> **TASK REQUIREMENTS**: Starting at the line that contains "Can you find the white flower?", transcribe each line exactly through the end of the data below, and skip any pictures.
------------------------
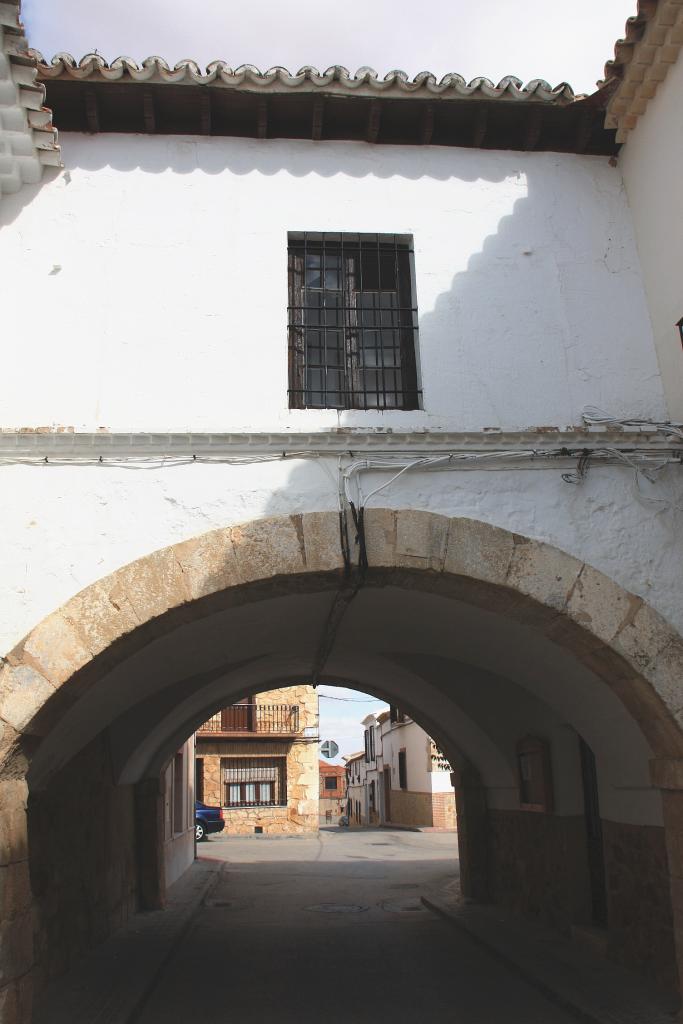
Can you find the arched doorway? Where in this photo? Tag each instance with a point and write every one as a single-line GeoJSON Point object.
{"type": "Point", "coordinates": [494, 641]}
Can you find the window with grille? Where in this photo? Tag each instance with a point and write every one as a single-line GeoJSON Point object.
{"type": "Point", "coordinates": [352, 322]}
{"type": "Point", "coordinates": [254, 781]}
{"type": "Point", "coordinates": [402, 770]}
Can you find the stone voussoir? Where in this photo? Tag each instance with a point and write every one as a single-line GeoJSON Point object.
{"type": "Point", "coordinates": [266, 548]}
{"type": "Point", "coordinates": [421, 539]}
{"type": "Point", "coordinates": [478, 551]}
{"type": "Point", "coordinates": [380, 532]}
{"type": "Point", "coordinates": [544, 573]}
{"type": "Point", "coordinates": [208, 562]}
{"type": "Point", "coordinates": [100, 613]}
{"type": "Point", "coordinates": [153, 585]}
{"type": "Point", "coordinates": [322, 542]}
{"type": "Point", "coordinates": [55, 647]}
{"type": "Point", "coordinates": [598, 604]}
{"type": "Point", "coordinates": [24, 691]}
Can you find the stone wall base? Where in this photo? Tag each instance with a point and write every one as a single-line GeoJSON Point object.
{"type": "Point", "coordinates": [538, 865]}
{"type": "Point", "coordinates": [639, 911]}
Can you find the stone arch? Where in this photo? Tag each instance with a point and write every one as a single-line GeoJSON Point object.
{"type": "Point", "coordinates": [616, 636]}
{"type": "Point", "coordinates": [613, 633]}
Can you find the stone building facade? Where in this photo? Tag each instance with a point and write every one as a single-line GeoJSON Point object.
{"type": "Point", "coordinates": [258, 761]}
{"type": "Point", "coordinates": [332, 793]}
{"type": "Point", "coordinates": [484, 534]}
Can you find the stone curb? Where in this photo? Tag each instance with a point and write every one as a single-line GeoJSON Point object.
{"type": "Point", "coordinates": [626, 1004]}
{"type": "Point", "coordinates": [113, 984]}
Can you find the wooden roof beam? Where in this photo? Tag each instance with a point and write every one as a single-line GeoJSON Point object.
{"type": "Point", "coordinates": [148, 111]}
{"type": "Point", "coordinates": [262, 118]}
{"type": "Point", "coordinates": [205, 112]}
{"type": "Point", "coordinates": [480, 126]}
{"type": "Point", "coordinates": [374, 121]}
{"type": "Point", "coordinates": [584, 129]}
{"type": "Point", "coordinates": [91, 110]}
{"type": "Point", "coordinates": [532, 128]}
{"type": "Point", "coordinates": [427, 125]}
{"type": "Point", "coordinates": [318, 114]}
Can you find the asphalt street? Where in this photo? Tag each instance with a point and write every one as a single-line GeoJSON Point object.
{"type": "Point", "coordinates": [332, 929]}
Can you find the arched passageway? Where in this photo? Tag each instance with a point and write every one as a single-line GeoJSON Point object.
{"type": "Point", "coordinates": [493, 641]}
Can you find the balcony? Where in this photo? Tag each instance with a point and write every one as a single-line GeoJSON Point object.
{"type": "Point", "coordinates": [253, 720]}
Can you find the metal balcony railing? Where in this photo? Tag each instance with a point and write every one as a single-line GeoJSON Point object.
{"type": "Point", "coordinates": [254, 720]}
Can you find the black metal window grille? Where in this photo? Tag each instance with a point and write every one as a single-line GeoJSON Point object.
{"type": "Point", "coordinates": [254, 781]}
{"type": "Point", "coordinates": [352, 322]}
{"type": "Point", "coordinates": [402, 770]}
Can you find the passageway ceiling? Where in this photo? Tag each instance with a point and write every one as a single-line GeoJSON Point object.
{"type": "Point", "coordinates": [476, 680]}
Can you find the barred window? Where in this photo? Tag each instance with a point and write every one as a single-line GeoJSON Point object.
{"type": "Point", "coordinates": [352, 322]}
{"type": "Point", "coordinates": [254, 781]}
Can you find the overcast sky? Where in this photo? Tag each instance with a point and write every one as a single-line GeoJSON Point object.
{"type": "Point", "coordinates": [341, 713]}
{"type": "Point", "coordinates": [494, 38]}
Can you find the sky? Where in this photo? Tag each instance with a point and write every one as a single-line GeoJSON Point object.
{"type": "Point", "coordinates": [341, 713]}
{"type": "Point", "coordinates": [493, 38]}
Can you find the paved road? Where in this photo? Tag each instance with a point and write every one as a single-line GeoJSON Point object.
{"type": "Point", "coordinates": [332, 930]}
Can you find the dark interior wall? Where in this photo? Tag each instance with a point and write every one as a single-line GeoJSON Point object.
{"type": "Point", "coordinates": [639, 909]}
{"type": "Point", "coordinates": [83, 867]}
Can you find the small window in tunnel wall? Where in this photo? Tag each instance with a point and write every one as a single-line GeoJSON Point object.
{"type": "Point", "coordinates": [178, 780]}
{"type": "Point", "coordinates": [535, 775]}
{"type": "Point", "coordinates": [402, 770]}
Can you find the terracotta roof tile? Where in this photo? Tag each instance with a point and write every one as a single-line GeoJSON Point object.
{"type": "Point", "coordinates": [337, 78]}
{"type": "Point", "coordinates": [28, 139]}
{"type": "Point", "coordinates": [651, 43]}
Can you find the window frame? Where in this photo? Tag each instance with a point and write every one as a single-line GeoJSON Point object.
{"type": "Point", "coordinates": [252, 765]}
{"type": "Point", "coordinates": [347, 365]}
{"type": "Point", "coordinates": [402, 769]}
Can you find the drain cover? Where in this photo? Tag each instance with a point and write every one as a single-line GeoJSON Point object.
{"type": "Point", "coordinates": [336, 908]}
{"type": "Point", "coordinates": [402, 906]}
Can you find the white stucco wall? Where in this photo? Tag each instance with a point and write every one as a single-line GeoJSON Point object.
{"type": "Point", "coordinates": [155, 270]}
{"type": "Point", "coordinates": [66, 526]}
{"type": "Point", "coordinates": [651, 162]}
{"type": "Point", "coordinates": [153, 274]}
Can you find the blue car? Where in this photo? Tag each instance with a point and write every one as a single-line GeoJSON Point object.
{"type": "Point", "coordinates": [207, 820]}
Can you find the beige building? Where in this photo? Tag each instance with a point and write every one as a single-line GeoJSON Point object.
{"type": "Point", "coordinates": [417, 787]}
{"type": "Point", "coordinates": [333, 793]}
{"type": "Point", "coordinates": [258, 760]}
{"type": "Point", "coordinates": [400, 777]}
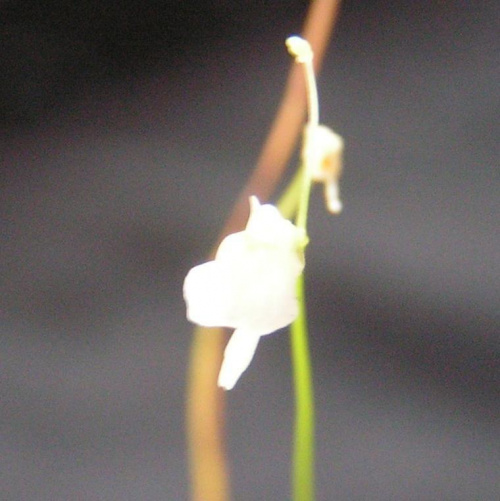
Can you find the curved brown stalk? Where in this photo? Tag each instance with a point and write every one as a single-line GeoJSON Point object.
{"type": "Point", "coordinates": [205, 401]}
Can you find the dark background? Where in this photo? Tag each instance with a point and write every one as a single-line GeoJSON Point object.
{"type": "Point", "coordinates": [127, 130]}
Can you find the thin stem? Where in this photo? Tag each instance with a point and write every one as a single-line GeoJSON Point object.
{"type": "Point", "coordinates": [205, 401]}
{"type": "Point", "coordinates": [303, 448]}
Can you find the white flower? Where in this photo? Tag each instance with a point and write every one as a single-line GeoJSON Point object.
{"type": "Point", "coordinates": [250, 286]}
{"type": "Point", "coordinates": [324, 149]}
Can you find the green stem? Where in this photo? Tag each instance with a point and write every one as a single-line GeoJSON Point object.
{"type": "Point", "coordinates": [295, 201]}
{"type": "Point", "coordinates": [303, 452]}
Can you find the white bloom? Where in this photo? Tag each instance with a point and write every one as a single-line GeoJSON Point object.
{"type": "Point", "coordinates": [250, 286]}
{"type": "Point", "coordinates": [324, 149]}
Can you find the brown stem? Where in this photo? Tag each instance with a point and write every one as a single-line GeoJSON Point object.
{"type": "Point", "coordinates": [205, 401]}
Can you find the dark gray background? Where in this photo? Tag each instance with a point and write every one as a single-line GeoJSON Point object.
{"type": "Point", "coordinates": [127, 130]}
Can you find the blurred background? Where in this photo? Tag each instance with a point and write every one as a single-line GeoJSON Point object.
{"type": "Point", "coordinates": [127, 130]}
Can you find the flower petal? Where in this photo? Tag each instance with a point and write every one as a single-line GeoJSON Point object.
{"type": "Point", "coordinates": [237, 357]}
{"type": "Point", "coordinates": [208, 296]}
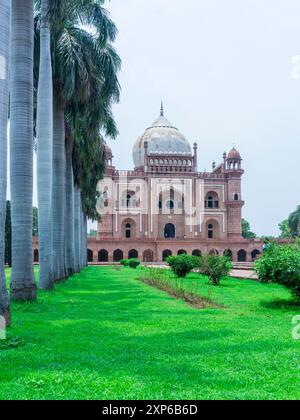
------------------------
> **ANSWER TO THIS EXERCISE**:
Can you find the white flower? Where in this photo? Tag each instance with a point and write every one as a single-line GeoJSON Point object.
{"type": "Point", "coordinates": [250, 286]}
{"type": "Point", "coordinates": [324, 149]}
Can you find the green stem? Where in this photo? Tag each instance with a point and write every one as a single-line GeoJSON Point object.
{"type": "Point", "coordinates": [295, 201]}
{"type": "Point", "coordinates": [303, 452]}
Can you find the white bloom? Where in this photo? Tag each instance with a point and write every one as a single-line GeoJSON Point object.
{"type": "Point", "coordinates": [250, 286]}
{"type": "Point", "coordinates": [324, 149]}
Can you find the brown stem? Where in this photo? Tag each instance with a point and write every one as a single-line GeoJSON Point object.
{"type": "Point", "coordinates": [205, 401]}
Can you find the dark gray background? Where in this photo? Tag each instance with a point and write every one as a single-line GeoJSON Point object.
{"type": "Point", "coordinates": [127, 130]}
Can you find the blurred background? Where in this photo? Tag each instance with a point and write every one as a single-line GeoJSON Point object.
{"type": "Point", "coordinates": [127, 130]}
Can you find the flower petal? Where in this photo? Tag each instance with a point and write every one as a single-line GeoJSON Point object.
{"type": "Point", "coordinates": [237, 357]}
{"type": "Point", "coordinates": [208, 296]}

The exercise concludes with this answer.